» **TO DO**
(a) Reproduce word for word the part of the passage about signs of a husband's resentment starting with "This is again" and going on through "save your marriage.".
(b) Answer these questions using the passage about signs of a husband's resentment:
(i) What two occasions does it give as examples of having been away for a few days?
(ii) Which three feelings does it say the husband might have toward the wife?
(iii) What heading appears at the end of the passage?
(c) Continue the passage about signs of a husband's resentment from its final line.

» **PASSAGE PROVIDED**
This is again one of the major signs your husband resents you. When he is not affected by or is indifferent to your absence in the house, then there is something wrong with the marriage. You’ve been gone for a few days and are now looking forward to seeing your husband after a vacation with friends or a work trip, but your arrival makes no difference to him. He shows no excitement, relief, or happiness seeing you at the door. He either does not react or shows irritation when you enter the house. These are some of the signs to help you gauge your husband’s changed behavior toward you. He might be angry, annoyed, or disappointed with you, which could explain the change in attitude. If you know what signs to look for, you will be able to take appropriate steps to resolve the conflict and save your marriage.

What To Do When Your Husband Hates You?

» **PROVIDED MATERIAL**
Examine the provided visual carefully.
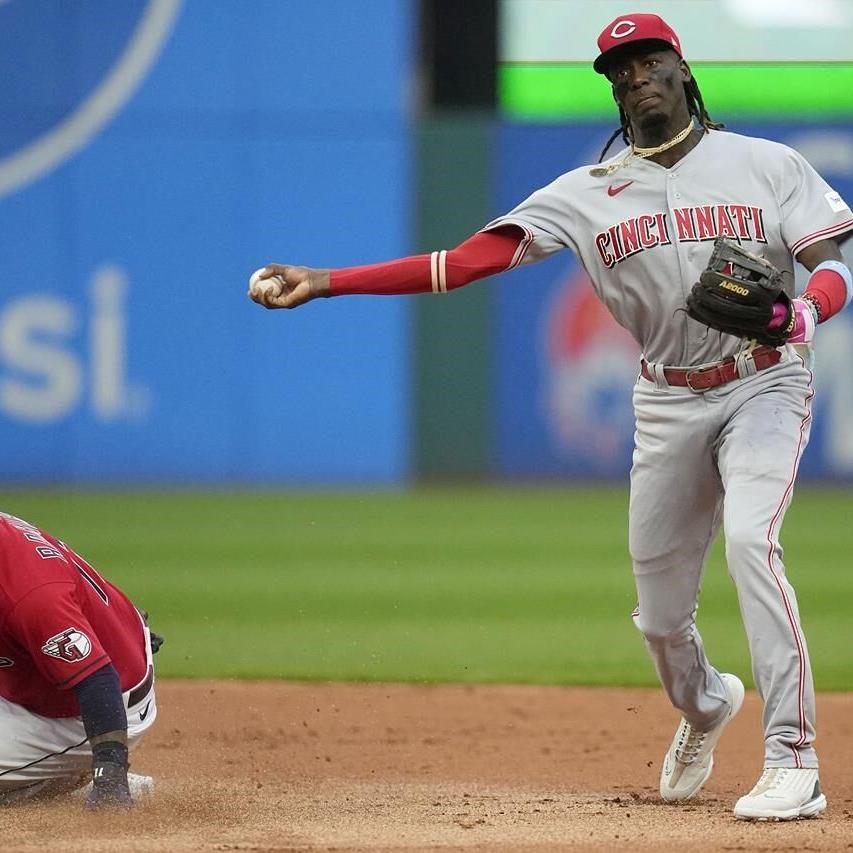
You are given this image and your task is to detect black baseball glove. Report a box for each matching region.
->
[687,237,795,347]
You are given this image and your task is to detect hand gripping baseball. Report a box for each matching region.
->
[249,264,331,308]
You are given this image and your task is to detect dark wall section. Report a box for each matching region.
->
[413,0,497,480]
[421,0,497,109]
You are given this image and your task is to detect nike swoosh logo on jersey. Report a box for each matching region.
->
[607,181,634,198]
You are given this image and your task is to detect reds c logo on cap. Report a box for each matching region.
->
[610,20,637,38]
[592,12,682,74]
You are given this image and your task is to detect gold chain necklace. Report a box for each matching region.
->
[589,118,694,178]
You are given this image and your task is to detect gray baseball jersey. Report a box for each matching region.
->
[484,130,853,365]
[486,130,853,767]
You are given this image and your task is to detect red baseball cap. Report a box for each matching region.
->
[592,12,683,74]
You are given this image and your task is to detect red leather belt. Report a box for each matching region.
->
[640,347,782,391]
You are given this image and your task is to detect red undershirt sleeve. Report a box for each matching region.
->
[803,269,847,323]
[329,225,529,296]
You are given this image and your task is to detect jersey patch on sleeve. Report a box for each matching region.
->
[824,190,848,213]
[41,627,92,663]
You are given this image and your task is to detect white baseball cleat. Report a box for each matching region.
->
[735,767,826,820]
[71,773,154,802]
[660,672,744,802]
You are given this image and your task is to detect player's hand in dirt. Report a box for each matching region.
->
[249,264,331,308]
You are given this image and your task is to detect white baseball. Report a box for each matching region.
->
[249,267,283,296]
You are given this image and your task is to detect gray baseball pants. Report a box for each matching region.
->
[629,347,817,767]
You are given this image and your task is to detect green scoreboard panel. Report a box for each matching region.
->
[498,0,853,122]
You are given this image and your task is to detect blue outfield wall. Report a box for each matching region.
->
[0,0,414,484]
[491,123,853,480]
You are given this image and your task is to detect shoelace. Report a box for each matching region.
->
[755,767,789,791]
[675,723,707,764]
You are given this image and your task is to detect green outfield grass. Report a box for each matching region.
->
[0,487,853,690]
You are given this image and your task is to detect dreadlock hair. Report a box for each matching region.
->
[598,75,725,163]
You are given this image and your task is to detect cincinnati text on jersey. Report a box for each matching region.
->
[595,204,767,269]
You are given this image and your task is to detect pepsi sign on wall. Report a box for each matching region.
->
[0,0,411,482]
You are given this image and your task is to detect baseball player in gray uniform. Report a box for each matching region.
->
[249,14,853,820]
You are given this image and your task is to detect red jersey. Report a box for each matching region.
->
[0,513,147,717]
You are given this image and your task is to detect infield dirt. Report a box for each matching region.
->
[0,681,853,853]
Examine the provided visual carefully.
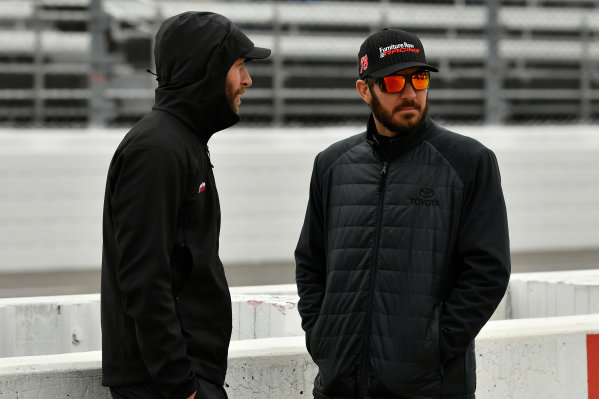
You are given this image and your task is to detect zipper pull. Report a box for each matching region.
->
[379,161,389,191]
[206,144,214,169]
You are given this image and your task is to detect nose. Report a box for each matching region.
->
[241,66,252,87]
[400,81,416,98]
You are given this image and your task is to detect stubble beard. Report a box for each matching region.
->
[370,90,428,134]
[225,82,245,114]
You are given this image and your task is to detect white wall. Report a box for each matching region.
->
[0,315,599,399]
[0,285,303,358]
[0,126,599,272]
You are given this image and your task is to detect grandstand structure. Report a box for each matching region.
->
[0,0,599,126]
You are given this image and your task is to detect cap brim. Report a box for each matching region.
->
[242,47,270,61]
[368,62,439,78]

» **PER-TASK OUTPUTS**
(a)
This is again one of the major signs your husband resents you. When he is not affected by or is indifferent to your absence in the house, then there is something wrong with the marriage. You’ve been gone for a few days and are now looking forward to seeing your husband after a vacation with friends or a work trip, but your arrival makes no difference to him. He shows no excitement, relief, or happiness seeing you at the door. He either does not react or shows irritation when you enter the house. These are some of the signs to help you gauge your husband’s changed behavior toward you. He might be angry, annoyed, or disappointed with you, which could explain the change in attitude. If you know what signs to look for, you will be able to take appropriate steps to resolve the conflict and save your marriage.

(b)
(i) A vacation with friends or a work trip.
(ii) Angry, annoyed, or disappointed.
(iii) "What To Do When Your Husband Hates You?"

(c)
Just because your husband hates you or has developed a resentful attitude toward you does not mean that he wants out or that the marriage is over. It is possible to heal resentment in marriage, it’s possible for him to fall in love with you again. If you can relate to the above signs your husband resents you and are worried sick that your marriage is on the rocks, then take a deep breath and read on to know what you can do. Here are a few tips:

1. Communicate with empathy and openness

We cannot stress enough on the importance of communication in a relationship. There’s no conflict that an honest, heart-to-heart conversation with your partner cannot solve. Talk to your husband about how you feel about his behavior. Ask him what the problem is or if there’s anything that you are doing that has hurt him. Listen to what he has to say patiently. Be supportive. Make sure that you don’t play the blame game or make accusatory statements. Use statements that begin with ‘I’ because the idea is to convey how his behavior makes you feel. Keep your ego aside and listen with an open mind. If your husband feels that you genuinely want to know and make amends, he might just tell you what is making him resent you. Try to understand his point of view and arrive at an amicable solution.

2. Seek professional help

If you feel the situation has gone out of hand, then don’t hesitate to reach out to a professional for help. Talk to your husband and seek couples therapy. A professional will be able to help you get to the root cause of the problem and figure out what is amiss in your marriage. As the third person, they will be able to look at the problem from an unbiased lens and show you a different perspective. If you are looking for help, you can always reach out to Bonobology’s panel of licensed and experienced therapists for guidance.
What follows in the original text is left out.